-------- DATASET EXTRACT --------
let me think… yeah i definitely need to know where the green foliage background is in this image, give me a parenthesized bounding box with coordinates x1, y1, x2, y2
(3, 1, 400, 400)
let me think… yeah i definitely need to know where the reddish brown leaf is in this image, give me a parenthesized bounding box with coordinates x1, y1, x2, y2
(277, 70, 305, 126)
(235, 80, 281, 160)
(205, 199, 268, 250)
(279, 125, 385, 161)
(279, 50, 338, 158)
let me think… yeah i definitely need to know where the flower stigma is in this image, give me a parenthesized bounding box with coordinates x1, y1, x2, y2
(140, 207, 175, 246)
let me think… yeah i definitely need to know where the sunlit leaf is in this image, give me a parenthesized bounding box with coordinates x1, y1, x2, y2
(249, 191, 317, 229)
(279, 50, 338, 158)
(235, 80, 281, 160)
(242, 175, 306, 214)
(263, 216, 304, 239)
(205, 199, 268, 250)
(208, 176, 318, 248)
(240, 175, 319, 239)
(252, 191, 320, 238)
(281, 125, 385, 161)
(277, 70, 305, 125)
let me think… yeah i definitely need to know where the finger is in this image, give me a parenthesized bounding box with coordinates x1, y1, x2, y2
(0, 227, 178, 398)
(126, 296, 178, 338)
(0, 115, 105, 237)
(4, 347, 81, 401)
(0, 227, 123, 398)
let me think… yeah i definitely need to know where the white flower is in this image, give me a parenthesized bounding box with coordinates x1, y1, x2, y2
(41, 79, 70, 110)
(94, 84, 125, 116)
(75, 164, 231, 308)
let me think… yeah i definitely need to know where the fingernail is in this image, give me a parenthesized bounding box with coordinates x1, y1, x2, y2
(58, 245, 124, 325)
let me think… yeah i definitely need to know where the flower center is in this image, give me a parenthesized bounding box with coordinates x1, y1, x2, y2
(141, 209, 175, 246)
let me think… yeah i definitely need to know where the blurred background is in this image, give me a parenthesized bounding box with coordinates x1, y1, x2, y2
--------
**DESCRIPTION OF THE TASK:** Would you copy each line of the data exactly as it appears above?

**ANSWER AREA:**
let me think… yeah i definitely need to know where the green foliage background is in this image, give me a parenthesized bounding box with coordinates x1, y1, x2, y2
(3, 1, 400, 400)
let me think… yeah i definitely need to know where the reddish brown leaf is in this image, give me a parenthesized bounding box with coordinates x1, y1, x2, y2
(277, 70, 305, 126)
(235, 80, 281, 160)
(205, 199, 268, 250)
(279, 125, 385, 161)
(279, 50, 338, 158)
let me think… yeah i definitely need to know where the flower stigma is in this image, give me a parenthesized bounding box with coordinates x1, y1, x2, y2
(140, 207, 175, 246)
let me think… yeah i definitely need to know where the sunlit leaf is in this image, give me a parenthesized bounding box with coordinates x1, y1, x2, y2
(249, 191, 317, 229)
(279, 50, 338, 158)
(235, 80, 281, 160)
(242, 175, 306, 214)
(263, 216, 304, 239)
(205, 199, 268, 250)
(208, 176, 318, 248)
(240, 175, 319, 239)
(252, 191, 320, 238)
(281, 125, 385, 161)
(277, 70, 305, 125)
let me think… yeah i definitely need to know where the finger is in this image, give me a parenthesized bounding box with coordinates x1, y1, x2, y2
(0, 227, 178, 398)
(126, 296, 178, 338)
(0, 115, 105, 237)
(4, 347, 81, 401)
(0, 227, 123, 398)
let me think… yeah i definitely need to know where the white flower is in this image, give me a parenthesized bounding box with coordinates x1, y1, x2, y2
(41, 79, 70, 110)
(94, 84, 125, 116)
(75, 164, 231, 308)
let me think… yeah i definitely need to know where the fingernail is in this image, give me a parenthesized bounding box with coordinates x1, y1, x2, y2
(58, 245, 124, 325)
let me think… yeah i definitely need to know where the flower center is in this image, give me a parenthesized bounding box with coordinates x1, y1, x2, y2
(141, 209, 175, 246)
let me think… yeah i definitely need to know where the blurred background is in this image, give me a parenthesized bounding box with coordinates x1, y1, x2, y2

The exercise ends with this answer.